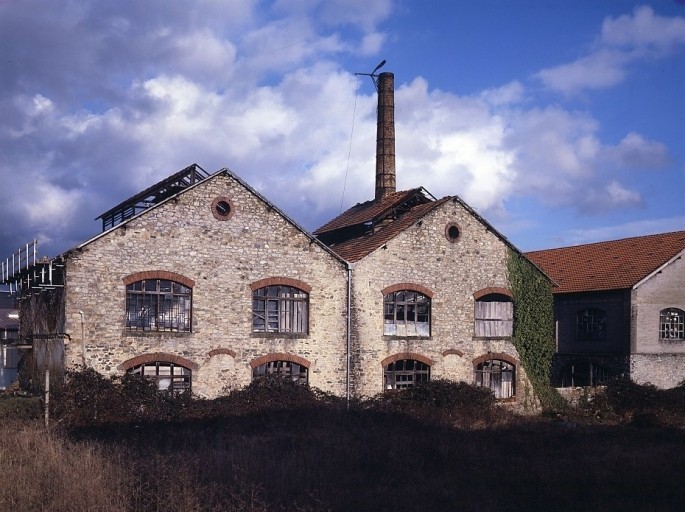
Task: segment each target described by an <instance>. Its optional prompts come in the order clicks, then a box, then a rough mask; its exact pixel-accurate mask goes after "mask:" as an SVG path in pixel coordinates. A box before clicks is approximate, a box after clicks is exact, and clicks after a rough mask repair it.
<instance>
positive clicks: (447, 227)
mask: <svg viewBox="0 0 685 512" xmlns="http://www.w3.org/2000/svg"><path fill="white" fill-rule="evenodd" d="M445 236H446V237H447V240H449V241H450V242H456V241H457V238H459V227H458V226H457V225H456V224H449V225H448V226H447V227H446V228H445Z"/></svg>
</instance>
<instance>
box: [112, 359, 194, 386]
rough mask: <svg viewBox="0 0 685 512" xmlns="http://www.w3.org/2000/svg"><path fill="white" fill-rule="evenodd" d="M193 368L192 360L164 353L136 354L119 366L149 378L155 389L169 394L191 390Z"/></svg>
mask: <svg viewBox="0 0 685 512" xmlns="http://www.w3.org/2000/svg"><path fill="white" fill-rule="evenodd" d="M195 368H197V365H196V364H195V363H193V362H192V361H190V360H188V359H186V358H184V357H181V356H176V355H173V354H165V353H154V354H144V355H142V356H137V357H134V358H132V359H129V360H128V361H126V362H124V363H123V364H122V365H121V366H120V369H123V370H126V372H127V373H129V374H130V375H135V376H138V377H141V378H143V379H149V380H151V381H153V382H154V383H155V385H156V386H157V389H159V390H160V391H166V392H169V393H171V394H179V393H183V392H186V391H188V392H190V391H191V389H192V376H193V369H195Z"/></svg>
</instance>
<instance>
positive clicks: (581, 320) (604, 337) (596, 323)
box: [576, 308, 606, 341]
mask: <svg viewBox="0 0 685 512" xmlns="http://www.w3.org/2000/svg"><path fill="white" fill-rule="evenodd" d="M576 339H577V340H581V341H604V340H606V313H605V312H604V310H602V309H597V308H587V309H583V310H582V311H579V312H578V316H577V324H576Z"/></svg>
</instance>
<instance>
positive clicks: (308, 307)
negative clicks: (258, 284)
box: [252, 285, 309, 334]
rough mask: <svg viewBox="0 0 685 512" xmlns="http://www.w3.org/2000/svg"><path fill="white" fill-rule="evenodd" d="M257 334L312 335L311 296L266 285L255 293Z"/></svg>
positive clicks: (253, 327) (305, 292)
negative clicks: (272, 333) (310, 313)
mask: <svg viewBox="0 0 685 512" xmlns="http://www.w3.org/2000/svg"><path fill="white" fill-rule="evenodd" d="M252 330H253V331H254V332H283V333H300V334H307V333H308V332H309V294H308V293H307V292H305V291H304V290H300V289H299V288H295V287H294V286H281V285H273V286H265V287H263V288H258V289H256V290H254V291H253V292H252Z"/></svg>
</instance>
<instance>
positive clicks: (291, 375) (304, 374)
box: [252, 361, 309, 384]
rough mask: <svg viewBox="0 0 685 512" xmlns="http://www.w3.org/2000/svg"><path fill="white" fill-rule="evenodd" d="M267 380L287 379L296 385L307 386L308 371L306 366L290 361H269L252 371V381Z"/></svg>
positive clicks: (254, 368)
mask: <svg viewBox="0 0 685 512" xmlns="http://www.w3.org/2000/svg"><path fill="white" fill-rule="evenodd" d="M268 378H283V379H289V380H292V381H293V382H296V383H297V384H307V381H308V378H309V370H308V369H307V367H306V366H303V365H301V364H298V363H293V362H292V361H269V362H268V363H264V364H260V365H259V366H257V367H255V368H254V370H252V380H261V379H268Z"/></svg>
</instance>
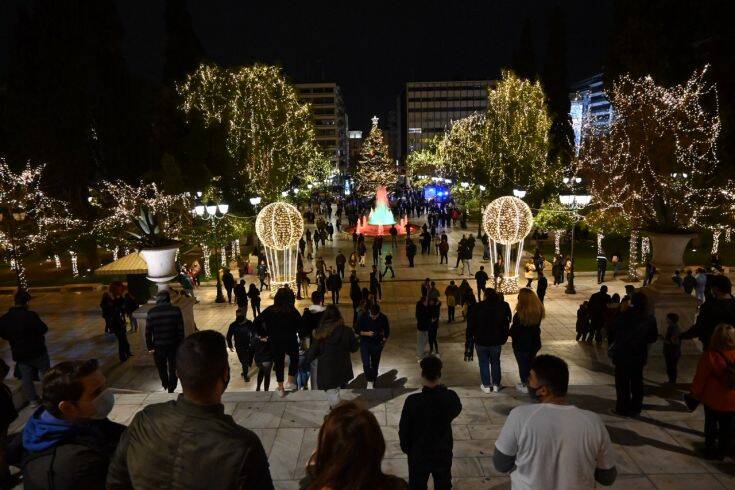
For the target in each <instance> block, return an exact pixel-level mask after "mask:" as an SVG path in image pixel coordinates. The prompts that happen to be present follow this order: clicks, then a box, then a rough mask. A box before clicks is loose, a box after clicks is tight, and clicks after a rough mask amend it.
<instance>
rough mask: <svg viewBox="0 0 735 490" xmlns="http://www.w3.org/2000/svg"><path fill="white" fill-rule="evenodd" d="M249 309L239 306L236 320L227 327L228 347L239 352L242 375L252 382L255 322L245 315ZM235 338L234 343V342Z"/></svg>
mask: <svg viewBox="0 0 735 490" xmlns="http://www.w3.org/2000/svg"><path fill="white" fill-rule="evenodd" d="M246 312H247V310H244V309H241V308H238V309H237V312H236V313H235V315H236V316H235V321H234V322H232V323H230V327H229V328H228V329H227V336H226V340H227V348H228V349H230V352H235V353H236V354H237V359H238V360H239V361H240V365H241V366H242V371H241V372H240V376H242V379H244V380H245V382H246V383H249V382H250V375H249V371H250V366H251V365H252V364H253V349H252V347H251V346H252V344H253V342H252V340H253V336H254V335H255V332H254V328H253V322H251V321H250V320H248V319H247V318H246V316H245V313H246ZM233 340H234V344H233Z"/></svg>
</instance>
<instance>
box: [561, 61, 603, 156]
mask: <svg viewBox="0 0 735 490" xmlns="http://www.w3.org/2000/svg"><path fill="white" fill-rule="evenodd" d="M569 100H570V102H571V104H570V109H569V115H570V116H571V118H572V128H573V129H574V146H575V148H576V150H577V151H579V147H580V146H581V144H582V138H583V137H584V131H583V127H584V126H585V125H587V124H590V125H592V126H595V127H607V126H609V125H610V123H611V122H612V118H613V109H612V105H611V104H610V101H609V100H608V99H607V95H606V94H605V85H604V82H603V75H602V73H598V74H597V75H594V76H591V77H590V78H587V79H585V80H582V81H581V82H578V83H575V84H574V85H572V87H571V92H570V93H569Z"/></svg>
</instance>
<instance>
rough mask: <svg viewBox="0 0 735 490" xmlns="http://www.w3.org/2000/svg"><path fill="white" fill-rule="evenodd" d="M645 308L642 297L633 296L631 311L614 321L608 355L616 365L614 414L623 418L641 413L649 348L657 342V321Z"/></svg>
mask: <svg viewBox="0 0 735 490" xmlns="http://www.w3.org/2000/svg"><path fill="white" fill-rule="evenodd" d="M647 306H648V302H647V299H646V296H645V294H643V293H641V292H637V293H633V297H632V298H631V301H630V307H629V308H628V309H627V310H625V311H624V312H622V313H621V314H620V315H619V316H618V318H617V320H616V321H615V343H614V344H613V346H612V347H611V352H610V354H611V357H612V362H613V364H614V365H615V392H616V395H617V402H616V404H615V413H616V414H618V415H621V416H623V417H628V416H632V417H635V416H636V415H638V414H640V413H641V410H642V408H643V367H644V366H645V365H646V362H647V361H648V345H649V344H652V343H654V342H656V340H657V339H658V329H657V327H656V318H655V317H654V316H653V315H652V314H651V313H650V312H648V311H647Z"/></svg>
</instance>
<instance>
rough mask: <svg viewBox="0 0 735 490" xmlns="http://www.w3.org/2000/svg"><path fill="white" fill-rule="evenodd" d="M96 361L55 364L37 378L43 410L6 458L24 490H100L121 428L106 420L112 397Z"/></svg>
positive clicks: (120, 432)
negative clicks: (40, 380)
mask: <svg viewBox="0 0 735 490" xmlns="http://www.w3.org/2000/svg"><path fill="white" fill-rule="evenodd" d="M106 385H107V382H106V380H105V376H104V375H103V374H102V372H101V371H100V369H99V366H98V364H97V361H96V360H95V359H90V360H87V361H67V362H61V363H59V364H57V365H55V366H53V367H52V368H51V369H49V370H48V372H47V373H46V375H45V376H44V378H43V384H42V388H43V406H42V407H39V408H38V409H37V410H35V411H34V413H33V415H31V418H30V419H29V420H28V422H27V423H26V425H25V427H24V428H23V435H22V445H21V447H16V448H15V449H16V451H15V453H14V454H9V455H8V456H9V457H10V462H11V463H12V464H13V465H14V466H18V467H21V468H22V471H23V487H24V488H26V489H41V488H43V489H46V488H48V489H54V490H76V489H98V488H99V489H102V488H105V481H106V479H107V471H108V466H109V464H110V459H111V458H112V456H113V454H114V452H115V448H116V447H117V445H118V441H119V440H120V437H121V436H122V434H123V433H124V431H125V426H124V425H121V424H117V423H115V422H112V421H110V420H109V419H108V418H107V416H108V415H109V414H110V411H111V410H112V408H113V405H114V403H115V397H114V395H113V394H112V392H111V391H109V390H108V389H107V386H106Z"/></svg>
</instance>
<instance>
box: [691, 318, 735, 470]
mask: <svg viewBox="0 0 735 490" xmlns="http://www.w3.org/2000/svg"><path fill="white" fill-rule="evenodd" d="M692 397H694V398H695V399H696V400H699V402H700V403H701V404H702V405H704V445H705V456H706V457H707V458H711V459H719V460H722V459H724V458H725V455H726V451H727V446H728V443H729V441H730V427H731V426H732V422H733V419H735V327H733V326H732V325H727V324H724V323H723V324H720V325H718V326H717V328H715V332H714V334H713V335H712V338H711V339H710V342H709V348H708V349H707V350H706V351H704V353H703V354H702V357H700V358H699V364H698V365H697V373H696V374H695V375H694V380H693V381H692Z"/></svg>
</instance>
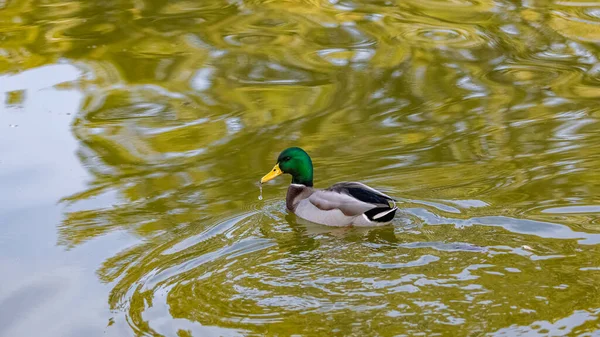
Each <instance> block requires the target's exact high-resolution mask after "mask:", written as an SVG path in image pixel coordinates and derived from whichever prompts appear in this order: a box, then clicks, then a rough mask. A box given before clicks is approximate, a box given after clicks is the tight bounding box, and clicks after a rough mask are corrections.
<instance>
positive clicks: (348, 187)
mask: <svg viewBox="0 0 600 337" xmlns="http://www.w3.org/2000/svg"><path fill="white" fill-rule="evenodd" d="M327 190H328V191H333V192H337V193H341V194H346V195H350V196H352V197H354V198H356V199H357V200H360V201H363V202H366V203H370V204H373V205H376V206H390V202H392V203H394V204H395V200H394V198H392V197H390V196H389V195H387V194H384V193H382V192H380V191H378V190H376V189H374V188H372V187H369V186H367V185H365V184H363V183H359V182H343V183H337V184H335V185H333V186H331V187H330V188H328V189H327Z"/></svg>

==

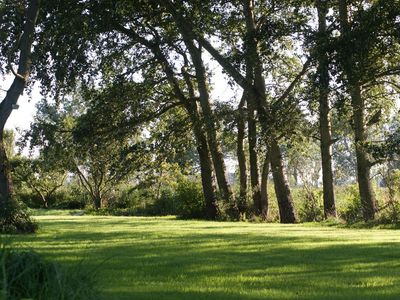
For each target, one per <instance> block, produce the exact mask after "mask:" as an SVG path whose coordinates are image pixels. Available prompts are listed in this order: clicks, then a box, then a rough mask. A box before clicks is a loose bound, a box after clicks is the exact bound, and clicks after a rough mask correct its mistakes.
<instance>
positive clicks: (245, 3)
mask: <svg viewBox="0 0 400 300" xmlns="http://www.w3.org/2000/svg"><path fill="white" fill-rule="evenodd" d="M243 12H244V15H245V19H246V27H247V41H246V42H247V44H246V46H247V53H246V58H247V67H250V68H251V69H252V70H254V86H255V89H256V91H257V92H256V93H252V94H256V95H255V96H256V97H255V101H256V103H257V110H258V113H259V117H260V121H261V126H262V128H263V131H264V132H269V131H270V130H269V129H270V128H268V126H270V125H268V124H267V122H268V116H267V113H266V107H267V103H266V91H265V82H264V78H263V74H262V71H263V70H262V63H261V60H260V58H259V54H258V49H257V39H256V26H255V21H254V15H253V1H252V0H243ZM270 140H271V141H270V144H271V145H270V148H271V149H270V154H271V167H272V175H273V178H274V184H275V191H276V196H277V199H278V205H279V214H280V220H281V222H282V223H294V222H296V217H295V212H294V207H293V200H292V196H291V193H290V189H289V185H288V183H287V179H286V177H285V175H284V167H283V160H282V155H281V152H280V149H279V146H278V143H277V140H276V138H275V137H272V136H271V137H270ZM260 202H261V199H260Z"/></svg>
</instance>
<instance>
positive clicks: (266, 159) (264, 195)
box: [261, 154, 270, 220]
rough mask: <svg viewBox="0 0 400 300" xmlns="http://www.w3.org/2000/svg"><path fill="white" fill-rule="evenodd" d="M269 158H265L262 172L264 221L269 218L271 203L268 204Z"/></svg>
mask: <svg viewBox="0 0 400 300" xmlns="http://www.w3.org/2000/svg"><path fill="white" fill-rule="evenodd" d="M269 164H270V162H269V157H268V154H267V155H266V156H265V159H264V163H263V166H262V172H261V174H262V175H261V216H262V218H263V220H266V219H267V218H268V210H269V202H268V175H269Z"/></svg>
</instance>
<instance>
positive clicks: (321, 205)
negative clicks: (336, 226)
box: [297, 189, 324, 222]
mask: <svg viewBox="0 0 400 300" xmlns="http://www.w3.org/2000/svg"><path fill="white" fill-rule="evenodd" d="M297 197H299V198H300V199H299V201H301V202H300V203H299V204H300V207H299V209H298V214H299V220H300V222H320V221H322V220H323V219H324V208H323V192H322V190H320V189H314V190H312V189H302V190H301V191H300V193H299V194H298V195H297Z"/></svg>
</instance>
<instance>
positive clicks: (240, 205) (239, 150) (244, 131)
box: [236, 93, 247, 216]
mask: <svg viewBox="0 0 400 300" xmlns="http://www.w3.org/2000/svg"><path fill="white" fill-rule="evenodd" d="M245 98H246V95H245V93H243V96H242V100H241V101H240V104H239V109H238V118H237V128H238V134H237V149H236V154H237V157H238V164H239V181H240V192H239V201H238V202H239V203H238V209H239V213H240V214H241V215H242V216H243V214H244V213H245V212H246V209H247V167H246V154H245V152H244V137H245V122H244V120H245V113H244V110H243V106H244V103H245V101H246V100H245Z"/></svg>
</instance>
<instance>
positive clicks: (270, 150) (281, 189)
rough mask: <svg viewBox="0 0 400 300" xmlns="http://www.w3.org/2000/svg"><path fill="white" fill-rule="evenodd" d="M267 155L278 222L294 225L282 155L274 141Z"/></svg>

==

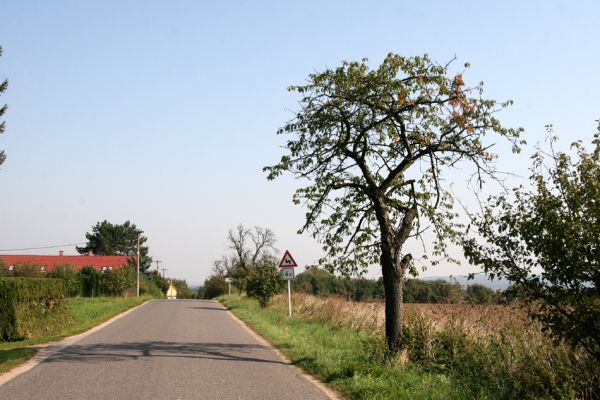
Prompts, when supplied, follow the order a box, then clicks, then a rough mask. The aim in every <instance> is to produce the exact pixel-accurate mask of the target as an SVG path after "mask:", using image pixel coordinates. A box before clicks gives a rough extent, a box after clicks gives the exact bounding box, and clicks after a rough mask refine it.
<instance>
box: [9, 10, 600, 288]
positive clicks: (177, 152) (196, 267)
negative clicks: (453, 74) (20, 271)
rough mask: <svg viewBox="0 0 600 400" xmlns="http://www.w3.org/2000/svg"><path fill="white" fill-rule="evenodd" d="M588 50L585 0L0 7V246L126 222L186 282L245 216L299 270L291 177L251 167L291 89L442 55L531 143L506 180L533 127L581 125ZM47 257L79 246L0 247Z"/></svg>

* WHAT IS EXPECTED: If a line in the records above holds the string "block", copy it out.

* SOLUTION:
For the target in each <instance> block, return an exact pixel-level mask after "mask:" as an SVG path in image pixel coordinates. The prompts that happen to be present follow this order: clicks, then a box, then a rough mask. A box before clicks is loose, a box after clicks is tight, and clicks after a rough mask amend it.
Each <instance> block requires the target's exact high-resolution mask after "mask:", written as an SVG path in image pixel coordinates and derived from whichever prompts appear in this order: a box, then clicks, then a rough mask. A box given before clicks is approximate, a box given after clicks is the tight bounding box, and clicks after a rough mask are corrections.
For each target, one per <instance> block, produce the exact mask after "mask:" as an SVG path whose coordinates are image pixels. Available prompts are listed in this order: clicks, then a box, then a rough mask. A box before clicks is a loose bound, a box after clicks is the exact bound, and clicks after a rough mask correct its mistakes.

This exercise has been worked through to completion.